Dataset extract:

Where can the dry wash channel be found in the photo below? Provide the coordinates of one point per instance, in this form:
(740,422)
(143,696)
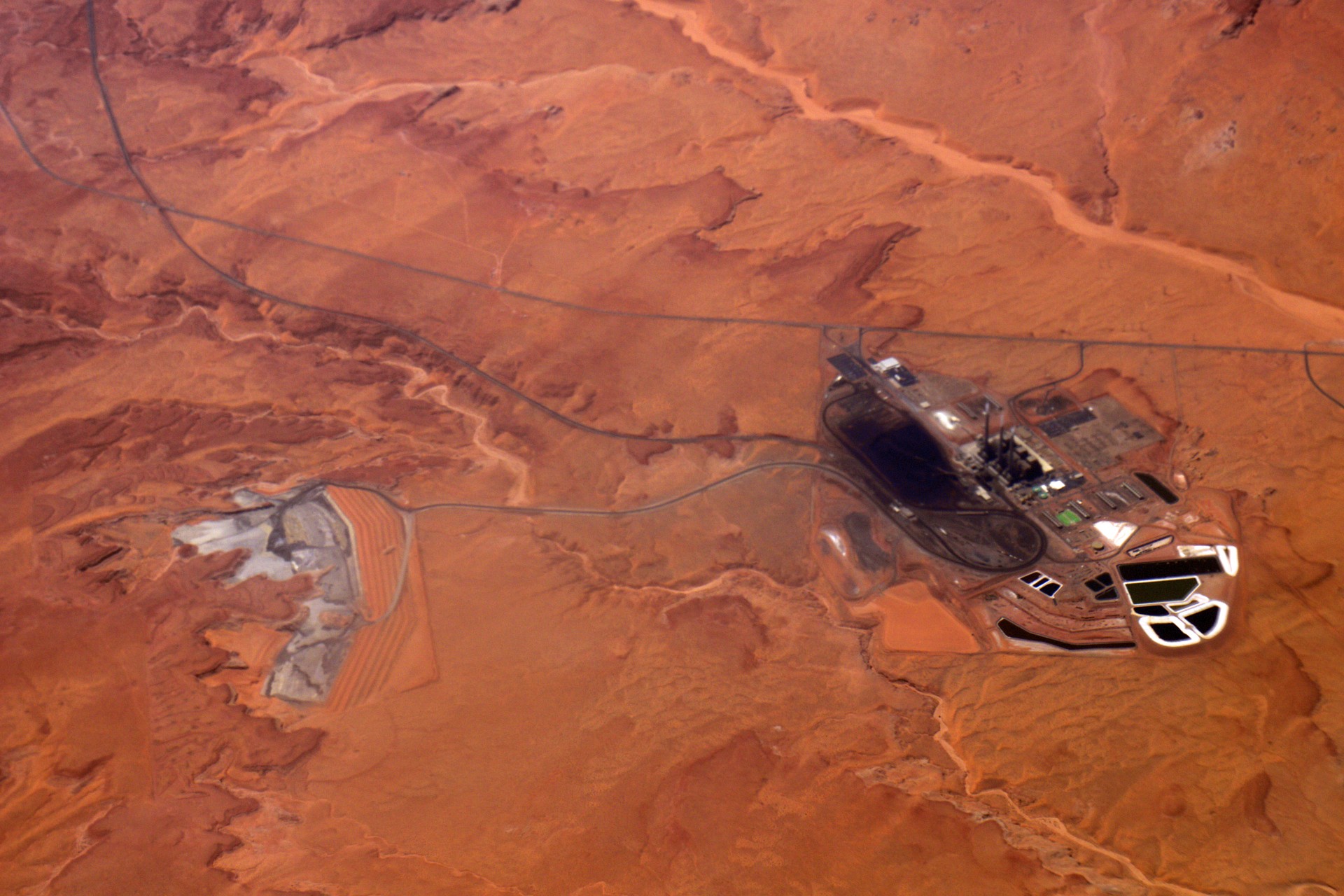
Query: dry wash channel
(366,629)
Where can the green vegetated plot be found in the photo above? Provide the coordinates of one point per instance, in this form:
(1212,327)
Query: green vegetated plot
(1161,592)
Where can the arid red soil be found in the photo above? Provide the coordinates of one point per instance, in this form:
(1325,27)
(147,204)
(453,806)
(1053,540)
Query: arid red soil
(670,701)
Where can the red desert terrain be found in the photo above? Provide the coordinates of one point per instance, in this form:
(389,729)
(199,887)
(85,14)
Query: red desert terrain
(391,266)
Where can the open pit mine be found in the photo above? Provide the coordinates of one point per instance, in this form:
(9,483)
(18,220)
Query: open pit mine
(647,448)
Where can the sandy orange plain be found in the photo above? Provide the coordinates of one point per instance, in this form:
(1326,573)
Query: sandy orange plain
(667,703)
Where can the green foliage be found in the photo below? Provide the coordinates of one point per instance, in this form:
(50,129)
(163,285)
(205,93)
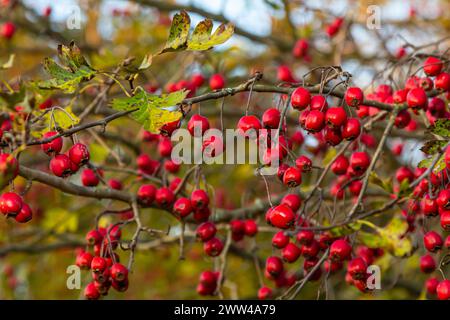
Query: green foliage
(151,110)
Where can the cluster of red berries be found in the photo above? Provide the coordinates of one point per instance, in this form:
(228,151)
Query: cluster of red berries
(104,263)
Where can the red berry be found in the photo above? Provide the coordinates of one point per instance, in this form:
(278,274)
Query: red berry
(53,146)
(300,98)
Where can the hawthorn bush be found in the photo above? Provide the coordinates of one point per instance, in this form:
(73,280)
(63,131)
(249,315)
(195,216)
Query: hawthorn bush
(359,204)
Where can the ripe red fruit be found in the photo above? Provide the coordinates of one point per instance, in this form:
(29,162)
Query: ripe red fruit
(292,200)
(182,207)
(164,197)
(53,146)
(7,30)
(340,165)
(292,177)
(146,194)
(119,272)
(427,264)
(199,199)
(251,228)
(79,154)
(213,247)
(290,253)
(300,98)
(264,293)
(25,214)
(274,266)
(89,178)
(340,250)
(354,96)
(357,268)
(319,102)
(351,129)
(216,82)
(315,121)
(432,241)
(280,240)
(206,231)
(336,117)
(98,264)
(282,216)
(442,81)
(61,165)
(432,66)
(91,292)
(198,124)
(10,203)
(247,123)
(303,163)
(271,118)
(417,98)
(443,290)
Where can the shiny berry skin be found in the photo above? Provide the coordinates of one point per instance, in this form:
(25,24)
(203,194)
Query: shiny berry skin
(351,129)
(300,98)
(417,98)
(359,162)
(292,177)
(198,123)
(293,201)
(315,121)
(25,214)
(7,30)
(89,178)
(445,220)
(427,264)
(53,146)
(207,230)
(319,103)
(274,266)
(98,264)
(91,292)
(280,240)
(213,247)
(264,293)
(216,82)
(119,272)
(10,203)
(251,228)
(84,260)
(442,81)
(303,163)
(357,268)
(247,123)
(61,165)
(340,165)
(354,96)
(290,253)
(164,197)
(182,207)
(305,237)
(79,154)
(432,241)
(432,66)
(336,117)
(443,290)
(282,216)
(340,250)
(146,194)
(199,199)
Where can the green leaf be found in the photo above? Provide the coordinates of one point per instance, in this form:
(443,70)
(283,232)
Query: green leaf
(441,127)
(433,146)
(152,112)
(68,76)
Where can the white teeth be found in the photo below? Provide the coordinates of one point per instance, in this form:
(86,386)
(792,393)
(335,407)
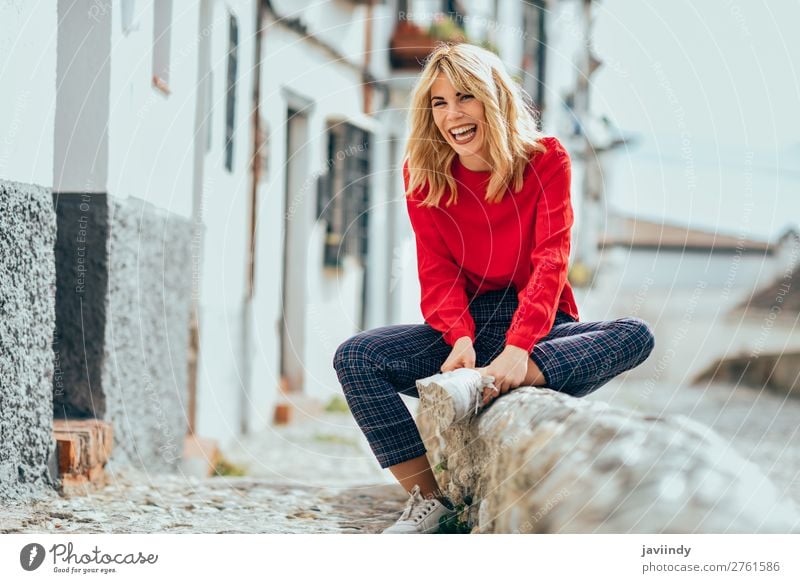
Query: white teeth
(462,130)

What you are asked to do: Word for word, quote the lines above. Omit the pictures.

Solution for this task:
Where can the dry wash channel be found in the photo below? Provide the coordinates of one point per instance, in this form:
(740,422)
(143,696)
Query: dry wash channel
(366,629)
Where can the green vegetated plot be found in the photo above? Provide the coordinates of one point per instance, in this form:
(1212,327)
Query: green vegetated plot
(1161,592)
Where can the arid red soil be found in the photo above? Provide the coordinates of one point per instance, in this form:
(1325,27)
(147,204)
(453,806)
(1053,540)
Query: arid red soil
(670,701)
Where can the red desert terrain be found in the photo above? Provide the coordinates of one point per instance, in this form:
(389,729)
(199,887)
(85,14)
Query: red desert terrain
(391,266)
Where can the open pit mine be found in the photo above? Provide the coordinates of one point per instance, in this form:
(9,483)
(18,220)
Query: open pit mine
(647,448)
Where can the sandy orange plain be found in the photo above? Provide the coordinates of one point per instance, in this form:
(1326,573)
Query: sandy orange plain
(667,703)
Where can the green foliage be found in the photo below? Provide the coordinates of one point per instance, in this form:
(50,129)
(163,285)
(205,93)
Query: green foliage
(151,110)
Where can the cluster of red berries be found in the photo above? Provide the coordinates of one point per instance, in this form:
(228,151)
Query: cluster of red berries
(104,263)
Where can the red berry be found in the photo above? Provide the coordinates of one point per instance, in this form:
(278,274)
Query: red berry
(53,146)
(300,98)
Where can the hawthorn bush be found in the photo above? Provide the coordinates of one point per instance, in this form:
(73,280)
(63,131)
(249,315)
(195,216)
Query: hawthorn bush
(359,204)
Where can the ripe red fruit be found in the photo above? Provide the coordinates of one point per instance, in this form:
(29,162)
Query: ripe red fruit
(292,200)
(182,207)
(164,197)
(53,146)
(7,30)
(340,165)
(292,177)
(146,194)
(119,272)
(427,264)
(199,199)
(251,228)
(79,154)
(213,247)
(290,253)
(300,98)
(264,293)
(25,214)
(274,266)
(89,178)
(340,250)
(354,96)
(357,268)
(319,102)
(351,129)
(216,82)
(315,121)
(432,241)
(280,240)
(206,231)
(336,117)
(98,264)
(282,216)
(442,81)
(61,165)
(432,66)
(91,292)
(198,124)
(10,203)
(247,123)
(303,163)
(271,118)
(417,98)
(443,290)
Where can the shiny berry skin be found in the photo above? Provide the coordinates of one point per instance, in this form:
(25,24)
(203,194)
Query: shiny berry skin
(351,129)
(300,98)
(417,98)
(359,162)
(292,177)
(198,123)
(293,201)
(315,121)
(25,214)
(7,30)
(89,178)
(445,220)
(427,264)
(53,146)
(207,230)
(319,103)
(274,266)
(98,264)
(91,292)
(280,240)
(213,247)
(264,293)
(216,82)
(119,272)
(10,203)
(251,228)
(84,260)
(442,81)
(303,163)
(357,268)
(247,123)
(61,165)
(340,165)
(354,96)
(290,253)
(164,197)
(182,207)
(305,237)
(79,154)
(432,241)
(432,66)
(336,117)
(443,290)
(282,216)
(340,250)
(146,194)
(199,199)
Where can the green leaf be found in the photo above? Provide the coordinates of one point per instance, in this form:
(443,70)
(283,232)
Query: green leaf
(441,127)
(433,146)
(152,112)
(68,76)
Where can the white teeth be found in the photo below? Provide the coordinates of one point per instance, in this form:
(86,386)
(792,393)
(335,407)
Query: white teeth
(462,130)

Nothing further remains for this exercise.